╭─ Data

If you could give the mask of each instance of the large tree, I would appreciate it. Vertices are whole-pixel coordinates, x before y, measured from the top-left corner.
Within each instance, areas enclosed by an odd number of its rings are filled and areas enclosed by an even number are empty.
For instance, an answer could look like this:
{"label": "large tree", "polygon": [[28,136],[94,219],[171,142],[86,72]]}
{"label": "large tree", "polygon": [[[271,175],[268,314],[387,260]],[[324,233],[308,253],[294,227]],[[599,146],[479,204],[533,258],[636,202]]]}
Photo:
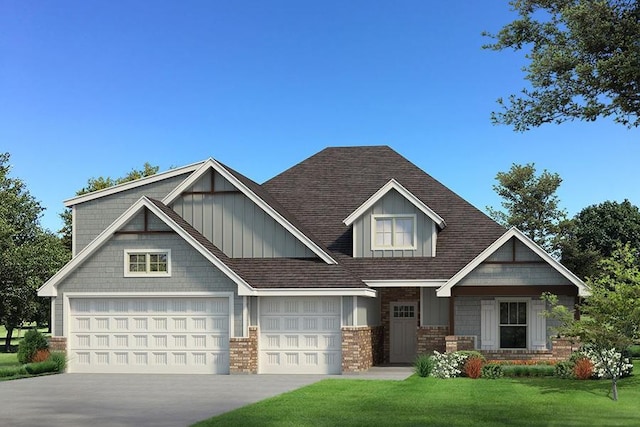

╰─

- **How to complete this task**: Pictures are to be left out when the lines from the one containing "For instance, an" through the end of the records above are repeated exactly; no other line is wanted.

- **Exercise answer**:
For instance, an answer could look like this:
{"label": "large tree", "polygon": [[28,136],[94,219],[171,142],[86,72]]}
{"label": "large tree", "polygon": [[[271,175],[268,314],[387,260]],[[324,233],[308,253],[294,227]],[[599,146],[479,204],[533,258],[636,202]]]}
Photo:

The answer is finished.